▶ _Texto_
Viver em condomínio

Viver em condomínio não é um processo pacífico face à dificuldade de harmonizar e conciliar a dupla condição de proprietários e comproprietários, pelo que, importa evitar situações susceptíveis de potenciar o surgimento de conflitos de vizinhança. O desiderato deste blogue é abordar as questões práticas inerentes ao regime jurídico da propriedade horizontal, atento o interesse colectivo dos condóminos em geral e administradores em particular.

6/25/2021

Maiorias qualificadas em 2ª convocação

O art. 1432º do CC, que se insere na Secção IV sobre a Administração das partes comuns do edifício, na sequência dos preceitos que identificam os órgãos administrativos, os votos que cabem a cada condómino, e as datas de reunião, vem estabelecer, sob a epígrafe “Convocação e funcionamento da assembleia”, as seguintes regras:
“1- A assembleia é convocada por meio de carta registada, enviada com 10 dias de antecedência, ou mediante aviso convocatório feito com a mesma antecedência, desde que haja recibo de recepção assinado pelos condóminos.
2- A convocatória deve indicar o dia, hora, local e ordem de trabalhos da reunião e informar sobre os assuntos cujas deliberações só podem ser aprovadas por unanimidade dos votos.
3- As deliberações são tomadas, salvo disposição especial, por maioria dos votos representativos do capital investido.
4- Se não comparecer o número de condóminos suficiente para se obter vencimento e na convocatória não tiver sido desde logo fixada outra data, considera-se convocada nova reunião para uma semana depois, na mesma hora e local, podendo neste caso a assembleia deliberar por maioria de votos dos condóminos presentes, desde que estes representem, pelo menos, um quarto do valor total do prédio.

▶ _Excertos das entradas_
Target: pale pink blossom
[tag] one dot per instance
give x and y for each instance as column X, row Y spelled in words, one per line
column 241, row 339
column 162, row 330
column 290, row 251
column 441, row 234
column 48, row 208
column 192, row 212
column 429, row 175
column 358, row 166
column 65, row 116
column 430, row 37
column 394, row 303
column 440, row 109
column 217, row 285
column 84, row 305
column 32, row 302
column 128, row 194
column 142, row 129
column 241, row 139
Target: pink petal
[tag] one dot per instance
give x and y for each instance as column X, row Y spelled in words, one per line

---

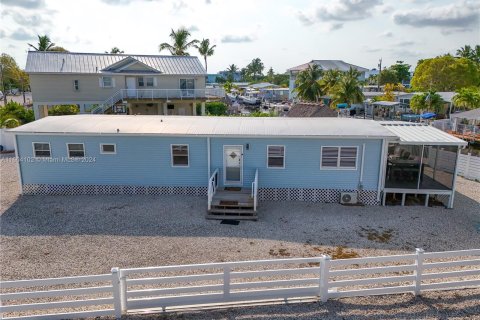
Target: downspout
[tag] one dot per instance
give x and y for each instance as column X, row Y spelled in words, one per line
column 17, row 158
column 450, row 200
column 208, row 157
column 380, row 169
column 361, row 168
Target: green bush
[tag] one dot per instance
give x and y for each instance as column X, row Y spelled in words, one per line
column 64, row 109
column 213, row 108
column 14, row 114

--

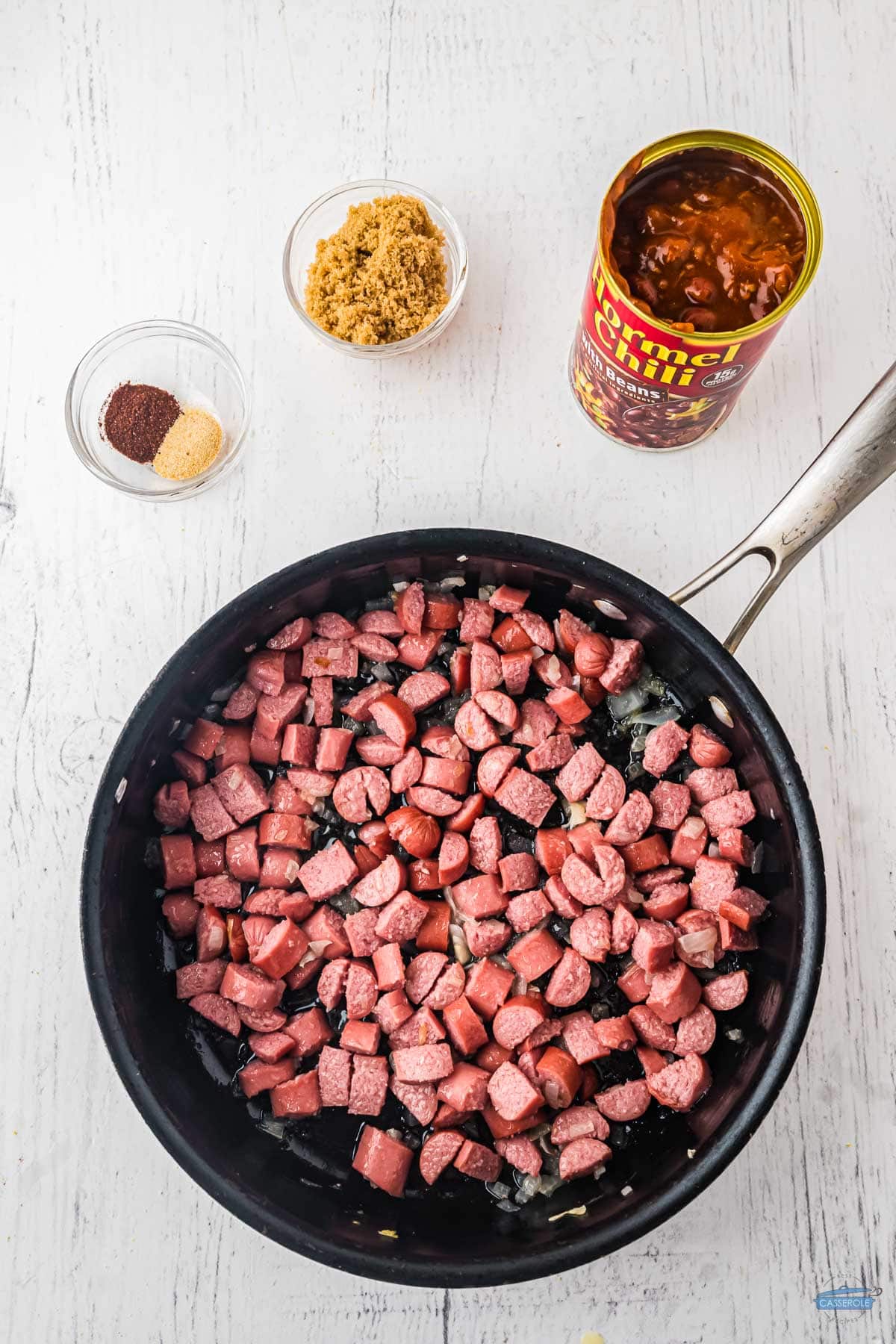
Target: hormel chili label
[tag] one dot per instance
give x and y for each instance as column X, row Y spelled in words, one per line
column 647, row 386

▶ _O que fazer_
1. Responda a estas perguntas sobre o texto sobre viver em condomínio:
(a) Com quantos dias de antecedência deve ser enviada a carta registada que convoca a assembleia?
(b) Salvo disposição especial, por que maioria são tomadas as deliberações?
(c) Se não comparecerem condóminos suficientes e a convocatória não fixar outra data, quando se considera convocada nova reunião?
2. Retome o texto sobre viver em condomínio e continue-o a partir do último parágrafo apresentado.

▶ _Respostas por tarefa_
1.
(a) Com 10 dias de antecedência.
(b) Por maioria dos votos representativos do capital investido.
(c) Uma semana depois, na mesma hora e local.

2.
5-As deliberações que careçam de ser aprovadas por unanimidade dos votos podem ser aprovadas por unanimidade dos condóminos presentes desde que estes representem, pelo menos, dois terços do capital investido, sob condição de aprovação da deliberação pelos condóminos ausentes, nos termos dos números seguintes.
6-As deliberações têm de ser comunicadas a todos os condóminos ausentes, por carta registada com aviso de recepção, no prazo de 30 dias.
7-Os condóminos têm 90 dias após a recepção da carta referida no número anterior para comunicar, por escrito, à assembleia de condóminos o seu assentimento ou a sua discordância.
8-O silêncio dos condóminos deve ser considerado como aprovação da deliberação comunicada nos termos do n.º 6.
9-Os condóminos não residentes devem comunicar, por escrito, ao administrador o seu domicílio ou o do seu representante”.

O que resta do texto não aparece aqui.